Referring expression data:
________________________________________

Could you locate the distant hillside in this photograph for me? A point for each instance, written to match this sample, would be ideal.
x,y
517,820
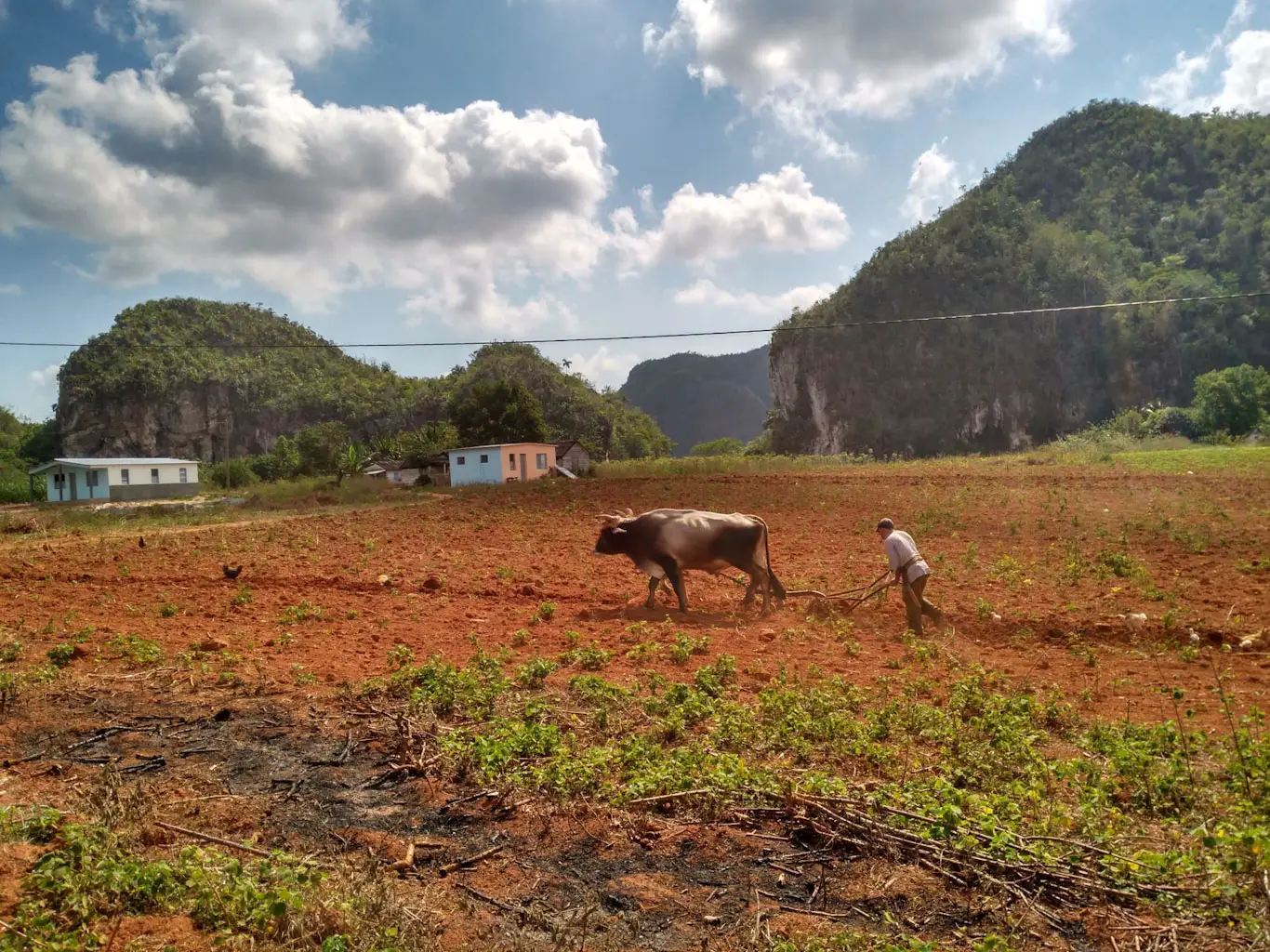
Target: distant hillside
x,y
1114,202
696,399
188,377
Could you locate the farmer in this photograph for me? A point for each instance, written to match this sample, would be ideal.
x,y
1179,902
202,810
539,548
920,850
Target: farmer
x,y
911,572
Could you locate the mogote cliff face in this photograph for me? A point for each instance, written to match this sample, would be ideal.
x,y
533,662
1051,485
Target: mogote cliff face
x,y
201,423
925,391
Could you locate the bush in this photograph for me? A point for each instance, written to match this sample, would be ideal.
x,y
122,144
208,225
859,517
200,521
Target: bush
x,y
230,473
1235,400
724,445
1172,421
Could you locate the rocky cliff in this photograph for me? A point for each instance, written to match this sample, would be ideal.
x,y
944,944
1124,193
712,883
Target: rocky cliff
x,y
696,399
1114,202
208,379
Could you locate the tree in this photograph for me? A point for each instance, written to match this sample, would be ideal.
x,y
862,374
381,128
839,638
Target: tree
x,y
427,441
320,447
498,412
1235,400
724,445
352,461
282,464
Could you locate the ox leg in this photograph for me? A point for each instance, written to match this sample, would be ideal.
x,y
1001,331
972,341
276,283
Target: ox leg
x,y
653,583
676,577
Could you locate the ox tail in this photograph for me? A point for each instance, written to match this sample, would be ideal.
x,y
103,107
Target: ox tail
x,y
767,558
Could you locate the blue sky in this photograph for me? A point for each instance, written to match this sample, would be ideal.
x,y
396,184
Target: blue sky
x,y
392,170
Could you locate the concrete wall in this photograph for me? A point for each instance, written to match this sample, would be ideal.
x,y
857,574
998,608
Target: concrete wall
x,y
170,490
472,471
575,461
139,475
498,468
83,493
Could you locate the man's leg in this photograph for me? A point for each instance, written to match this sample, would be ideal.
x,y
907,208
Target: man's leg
x,y
913,607
926,607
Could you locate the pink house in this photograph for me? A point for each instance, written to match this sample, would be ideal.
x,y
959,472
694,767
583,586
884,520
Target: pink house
x,y
503,462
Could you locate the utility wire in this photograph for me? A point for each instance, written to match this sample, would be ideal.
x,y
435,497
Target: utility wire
x,y
596,339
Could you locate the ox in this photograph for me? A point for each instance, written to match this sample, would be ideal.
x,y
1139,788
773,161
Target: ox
x,y
663,542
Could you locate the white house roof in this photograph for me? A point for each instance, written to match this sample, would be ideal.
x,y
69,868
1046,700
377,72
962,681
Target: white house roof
x,y
498,445
92,462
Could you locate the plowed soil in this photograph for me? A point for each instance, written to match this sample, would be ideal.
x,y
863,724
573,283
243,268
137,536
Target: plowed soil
x,y
1002,541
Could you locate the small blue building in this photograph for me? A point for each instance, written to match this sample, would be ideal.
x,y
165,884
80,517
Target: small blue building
x,y
500,462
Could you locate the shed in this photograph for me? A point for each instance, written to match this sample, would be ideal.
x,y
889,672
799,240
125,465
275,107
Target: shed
x,y
118,479
573,456
394,471
500,462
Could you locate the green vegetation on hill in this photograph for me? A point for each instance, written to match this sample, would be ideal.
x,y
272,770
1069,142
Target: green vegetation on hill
x,y
1116,202
20,448
260,361
188,377
696,399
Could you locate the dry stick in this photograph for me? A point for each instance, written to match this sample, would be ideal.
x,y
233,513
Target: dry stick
x,y
208,838
814,911
666,798
460,864
1229,719
1177,719
20,934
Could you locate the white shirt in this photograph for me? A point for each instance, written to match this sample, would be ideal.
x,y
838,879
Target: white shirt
x,y
899,549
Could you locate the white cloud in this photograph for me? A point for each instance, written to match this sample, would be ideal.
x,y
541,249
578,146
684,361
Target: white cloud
x,y
933,184
777,212
45,377
804,61
603,368
645,198
1245,83
212,162
705,292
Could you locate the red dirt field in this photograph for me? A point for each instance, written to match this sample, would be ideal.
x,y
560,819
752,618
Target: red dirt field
x,y
1037,569
500,553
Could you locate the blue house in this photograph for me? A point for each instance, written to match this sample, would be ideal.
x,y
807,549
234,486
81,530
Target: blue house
x,y
500,462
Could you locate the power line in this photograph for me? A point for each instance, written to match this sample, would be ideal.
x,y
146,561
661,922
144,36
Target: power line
x,y
597,339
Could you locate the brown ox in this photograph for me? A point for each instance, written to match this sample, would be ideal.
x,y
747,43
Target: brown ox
x,y
663,542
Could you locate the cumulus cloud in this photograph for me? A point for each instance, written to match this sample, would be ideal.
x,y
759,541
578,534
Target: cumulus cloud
x,y
1243,84
777,212
705,292
212,162
604,368
933,184
46,376
805,61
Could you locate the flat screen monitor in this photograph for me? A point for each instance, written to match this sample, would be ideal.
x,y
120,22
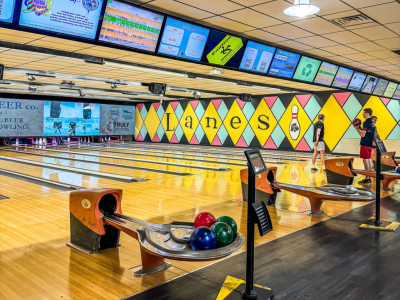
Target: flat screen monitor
x,y
326,73
257,57
380,87
307,69
129,26
7,10
357,81
284,63
77,18
182,39
224,50
391,88
396,94
342,78
71,119
369,84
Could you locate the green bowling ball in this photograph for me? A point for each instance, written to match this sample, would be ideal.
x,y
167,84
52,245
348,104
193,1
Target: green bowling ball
x,y
231,222
223,233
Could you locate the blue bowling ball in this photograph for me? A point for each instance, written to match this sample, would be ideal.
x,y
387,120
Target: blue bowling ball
x,y
203,238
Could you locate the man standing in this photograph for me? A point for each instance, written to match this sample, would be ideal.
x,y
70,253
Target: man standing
x,y
319,143
367,135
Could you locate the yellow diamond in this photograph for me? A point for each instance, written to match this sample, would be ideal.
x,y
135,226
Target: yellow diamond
x,y
138,122
235,122
385,121
263,122
295,132
189,122
336,122
210,122
169,122
152,122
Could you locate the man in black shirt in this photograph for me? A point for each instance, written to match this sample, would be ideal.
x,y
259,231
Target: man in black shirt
x,y
319,143
367,135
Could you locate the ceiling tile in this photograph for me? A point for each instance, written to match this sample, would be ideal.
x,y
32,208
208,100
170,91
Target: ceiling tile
x,y
294,45
365,3
252,18
288,31
275,9
383,54
317,26
392,44
226,24
384,13
265,36
178,9
366,47
216,7
317,42
340,50
375,33
344,37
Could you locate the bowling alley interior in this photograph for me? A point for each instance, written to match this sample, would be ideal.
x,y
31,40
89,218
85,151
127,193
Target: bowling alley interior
x,y
199,150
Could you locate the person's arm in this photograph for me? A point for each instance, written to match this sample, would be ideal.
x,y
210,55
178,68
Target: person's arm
x,y
317,136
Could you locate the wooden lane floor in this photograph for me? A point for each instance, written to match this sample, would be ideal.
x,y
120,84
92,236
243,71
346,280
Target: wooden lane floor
x,y
35,263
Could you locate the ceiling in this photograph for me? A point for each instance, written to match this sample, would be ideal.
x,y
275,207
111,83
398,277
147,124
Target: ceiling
x,y
366,47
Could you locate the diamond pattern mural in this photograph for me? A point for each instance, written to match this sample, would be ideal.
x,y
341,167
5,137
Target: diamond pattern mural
x,y
274,122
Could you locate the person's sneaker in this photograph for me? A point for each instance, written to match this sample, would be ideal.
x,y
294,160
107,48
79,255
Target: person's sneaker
x,y
365,181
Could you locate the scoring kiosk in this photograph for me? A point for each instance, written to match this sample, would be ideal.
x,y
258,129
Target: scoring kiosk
x,y
257,213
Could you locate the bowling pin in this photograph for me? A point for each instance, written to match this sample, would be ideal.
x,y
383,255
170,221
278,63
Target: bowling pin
x,y
294,126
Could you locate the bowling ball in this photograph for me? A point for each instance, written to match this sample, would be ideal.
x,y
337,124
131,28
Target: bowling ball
x,y
202,238
223,233
356,122
231,222
204,219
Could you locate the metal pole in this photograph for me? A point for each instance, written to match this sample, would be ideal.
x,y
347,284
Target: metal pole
x,y
249,293
377,221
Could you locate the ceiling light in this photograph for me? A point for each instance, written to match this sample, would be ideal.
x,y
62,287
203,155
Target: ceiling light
x,y
301,8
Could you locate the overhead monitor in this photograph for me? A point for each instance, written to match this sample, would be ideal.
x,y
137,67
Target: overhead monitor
x,y
224,49
182,39
369,84
342,78
391,88
284,63
396,94
7,10
357,81
257,57
77,18
381,87
130,26
326,73
307,69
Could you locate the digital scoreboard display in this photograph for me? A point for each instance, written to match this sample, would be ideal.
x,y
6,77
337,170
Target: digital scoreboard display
x,y
7,10
342,78
284,63
357,81
224,50
369,84
130,26
257,57
182,39
78,18
391,88
307,69
380,87
326,73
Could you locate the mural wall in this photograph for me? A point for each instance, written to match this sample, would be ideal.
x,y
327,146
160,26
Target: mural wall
x,y
275,122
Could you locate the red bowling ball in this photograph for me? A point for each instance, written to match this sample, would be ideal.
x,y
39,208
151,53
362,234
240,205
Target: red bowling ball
x,y
204,219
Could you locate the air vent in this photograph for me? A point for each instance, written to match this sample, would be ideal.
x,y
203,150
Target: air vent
x,y
352,21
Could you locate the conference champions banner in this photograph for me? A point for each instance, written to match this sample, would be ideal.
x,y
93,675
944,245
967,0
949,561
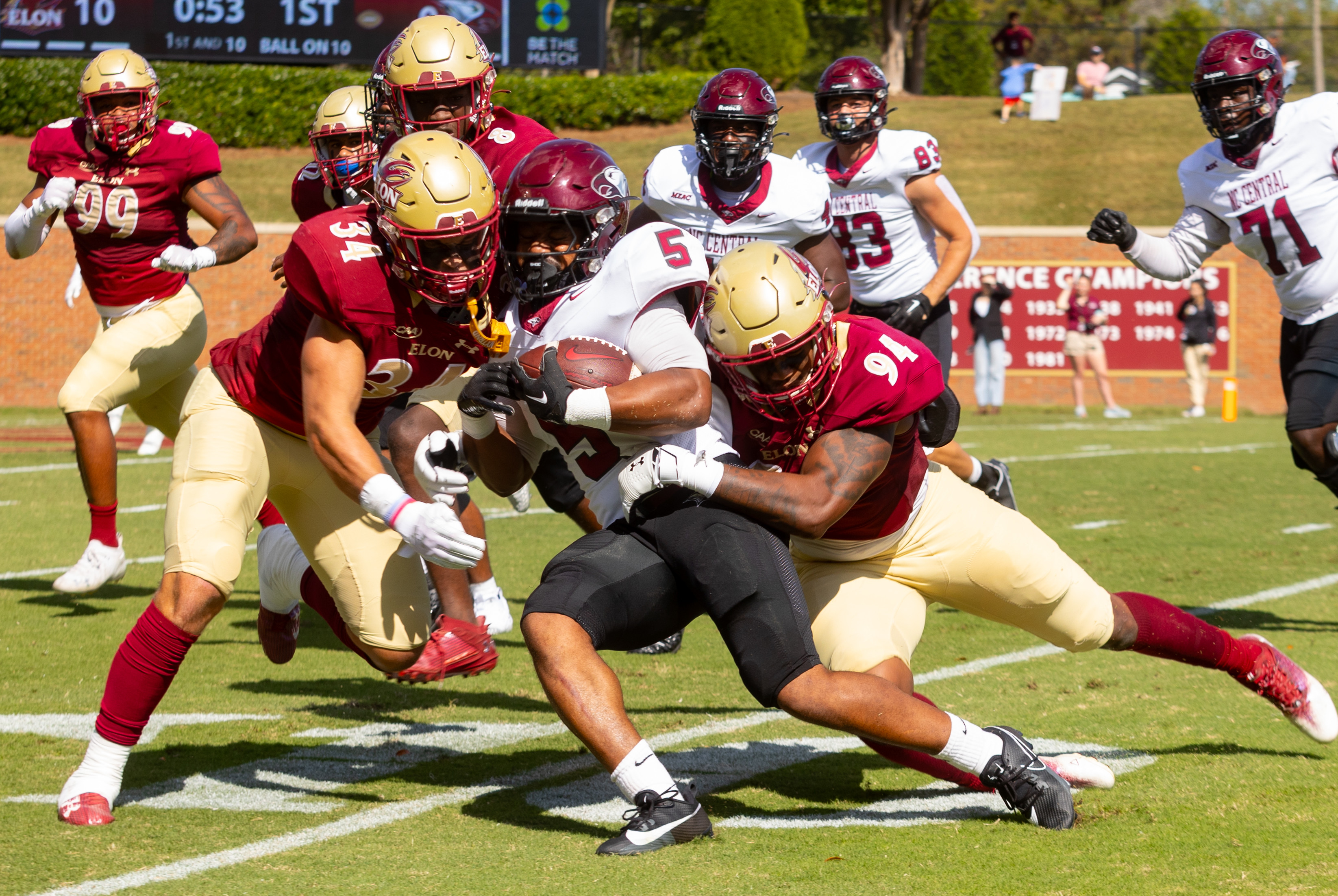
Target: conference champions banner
x,y
1142,335
528,34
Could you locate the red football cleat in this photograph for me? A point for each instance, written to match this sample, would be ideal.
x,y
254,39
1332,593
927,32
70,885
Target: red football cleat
x,y
279,633
1292,689
455,648
85,809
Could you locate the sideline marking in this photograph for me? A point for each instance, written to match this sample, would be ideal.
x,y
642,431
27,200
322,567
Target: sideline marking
x,y
1122,452
24,574
42,468
1306,527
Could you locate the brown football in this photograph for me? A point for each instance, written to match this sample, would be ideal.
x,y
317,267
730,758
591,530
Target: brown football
x,y
587,361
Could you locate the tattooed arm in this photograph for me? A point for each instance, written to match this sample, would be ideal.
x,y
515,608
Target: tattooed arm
x,y
216,202
838,468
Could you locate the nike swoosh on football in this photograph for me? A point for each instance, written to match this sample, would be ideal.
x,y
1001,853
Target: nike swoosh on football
x,y
643,837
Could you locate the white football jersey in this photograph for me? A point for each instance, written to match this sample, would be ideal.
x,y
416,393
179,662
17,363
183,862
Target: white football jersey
x,y
648,264
889,246
1284,213
789,205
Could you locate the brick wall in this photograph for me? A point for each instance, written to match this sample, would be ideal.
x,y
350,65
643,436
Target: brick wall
x,y
45,337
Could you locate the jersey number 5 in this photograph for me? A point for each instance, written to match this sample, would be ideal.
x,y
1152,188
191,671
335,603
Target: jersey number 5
x,y
675,253
1258,220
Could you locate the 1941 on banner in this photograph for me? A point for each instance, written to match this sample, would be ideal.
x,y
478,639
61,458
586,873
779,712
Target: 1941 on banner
x,y
1142,335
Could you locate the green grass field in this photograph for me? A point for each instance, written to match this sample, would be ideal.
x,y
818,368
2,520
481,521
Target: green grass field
x,y
1024,173
386,788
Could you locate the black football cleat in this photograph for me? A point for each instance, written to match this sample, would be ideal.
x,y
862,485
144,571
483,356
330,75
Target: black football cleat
x,y
1001,490
1027,784
660,820
670,645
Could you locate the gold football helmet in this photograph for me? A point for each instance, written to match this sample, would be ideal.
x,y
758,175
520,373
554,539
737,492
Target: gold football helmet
x,y
439,63
128,75
771,331
438,209
340,121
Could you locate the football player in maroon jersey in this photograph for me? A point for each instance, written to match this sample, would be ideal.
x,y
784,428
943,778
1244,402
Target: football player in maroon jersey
x,y
454,94
284,411
877,533
125,181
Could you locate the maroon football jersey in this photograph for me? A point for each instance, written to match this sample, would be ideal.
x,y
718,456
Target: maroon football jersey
x,y
128,209
336,268
502,146
883,376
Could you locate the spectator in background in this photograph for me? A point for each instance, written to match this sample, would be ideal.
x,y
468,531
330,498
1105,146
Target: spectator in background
x,y
1092,74
1198,343
1013,41
1013,85
988,323
1084,347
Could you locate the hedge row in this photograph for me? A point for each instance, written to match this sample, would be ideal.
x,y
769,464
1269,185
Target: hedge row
x,y
274,105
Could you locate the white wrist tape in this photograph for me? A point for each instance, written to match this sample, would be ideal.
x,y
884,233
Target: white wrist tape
x,y
589,408
479,427
383,497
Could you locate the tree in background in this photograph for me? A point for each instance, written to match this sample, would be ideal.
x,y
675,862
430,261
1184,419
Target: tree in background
x,y
768,37
1175,46
957,57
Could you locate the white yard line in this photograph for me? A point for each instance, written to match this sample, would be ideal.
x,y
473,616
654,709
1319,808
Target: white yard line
x,y
42,468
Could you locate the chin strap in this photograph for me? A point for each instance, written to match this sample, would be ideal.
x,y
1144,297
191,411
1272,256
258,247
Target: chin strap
x,y
486,331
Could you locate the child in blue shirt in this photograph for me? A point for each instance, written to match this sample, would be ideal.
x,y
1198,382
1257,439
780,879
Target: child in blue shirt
x,y
1013,83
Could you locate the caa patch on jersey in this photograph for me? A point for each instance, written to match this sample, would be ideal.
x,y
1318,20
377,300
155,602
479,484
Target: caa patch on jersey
x,y
588,363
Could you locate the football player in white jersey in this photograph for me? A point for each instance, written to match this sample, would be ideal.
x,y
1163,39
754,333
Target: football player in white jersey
x,y
642,580
889,198
730,188
1268,184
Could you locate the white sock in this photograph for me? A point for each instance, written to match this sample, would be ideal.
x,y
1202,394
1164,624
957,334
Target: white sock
x,y
100,772
640,771
281,573
969,747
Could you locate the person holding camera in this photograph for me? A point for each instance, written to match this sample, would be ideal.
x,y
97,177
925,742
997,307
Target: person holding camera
x,y
1198,343
1083,344
987,315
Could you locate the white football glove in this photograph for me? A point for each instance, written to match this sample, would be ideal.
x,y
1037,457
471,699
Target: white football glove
x,y
435,534
180,260
55,197
668,466
441,482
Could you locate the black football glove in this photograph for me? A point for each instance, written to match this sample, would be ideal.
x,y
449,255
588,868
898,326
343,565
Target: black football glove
x,y
546,394
909,315
1112,228
481,394
938,420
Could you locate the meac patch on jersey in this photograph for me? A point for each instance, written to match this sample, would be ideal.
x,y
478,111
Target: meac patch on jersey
x,y
1281,212
789,205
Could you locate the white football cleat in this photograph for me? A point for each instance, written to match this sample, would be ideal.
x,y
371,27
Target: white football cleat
x,y
98,566
496,610
1080,771
152,444
521,499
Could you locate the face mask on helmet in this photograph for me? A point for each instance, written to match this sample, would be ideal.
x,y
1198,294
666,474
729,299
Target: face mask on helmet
x,y
734,146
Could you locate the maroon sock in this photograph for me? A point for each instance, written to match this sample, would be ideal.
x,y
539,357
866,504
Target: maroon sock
x,y
270,515
928,764
104,525
319,600
141,674
1168,632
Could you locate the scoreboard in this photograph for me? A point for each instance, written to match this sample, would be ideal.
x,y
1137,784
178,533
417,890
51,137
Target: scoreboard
x,y
536,34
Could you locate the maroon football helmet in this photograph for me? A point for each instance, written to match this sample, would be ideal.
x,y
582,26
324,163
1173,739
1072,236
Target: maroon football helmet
x,y
1231,61
577,188
732,103
851,77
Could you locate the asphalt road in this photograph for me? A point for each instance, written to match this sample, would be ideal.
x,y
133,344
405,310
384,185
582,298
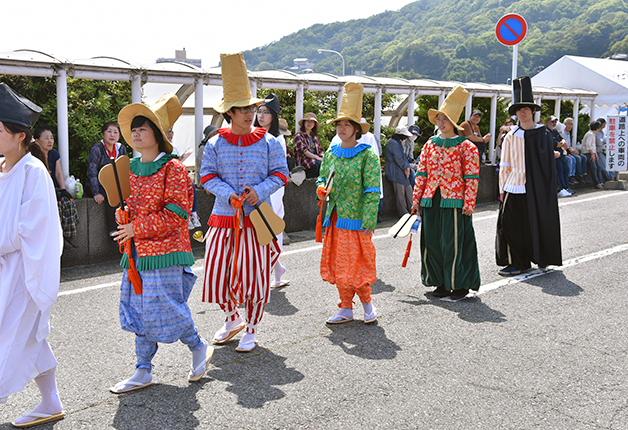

________________________________________

YOUR TASK >>
Your answer must consist only of the lines from the one containing "Could you locate the maroon sock" through the end of the entries, restated word for word, with no pictures.

EXERCISE ANSWER >>
Could you locate the maroon sock in this photograph for me? A point for each instance, written to match this sample, would be ideal.
x,y
539,357
866,504
Target: maroon sock
x,y
270,515
928,764
104,525
319,600
141,674
1168,632
Could you locate the scoreboard in this photograph for me? A point for each instance, written to match this sample, would be ideal.
x,y
1137,784
178,533
417,890
51,137
Target: scoreboard
x,y
536,34
Could you locate the maroon football helmet in this photograph for me? A point for each instance, written to match this sample, would be ideal.
x,y
582,26
324,163
1173,739
1072,236
Target: maroon football helmet
x,y
1231,61
577,188
732,103
851,77
Could you locate the asphalt road in this photograph for me? A point for each instance, written to match this sample, would be ideal.
x,y
133,344
405,310
384,185
582,298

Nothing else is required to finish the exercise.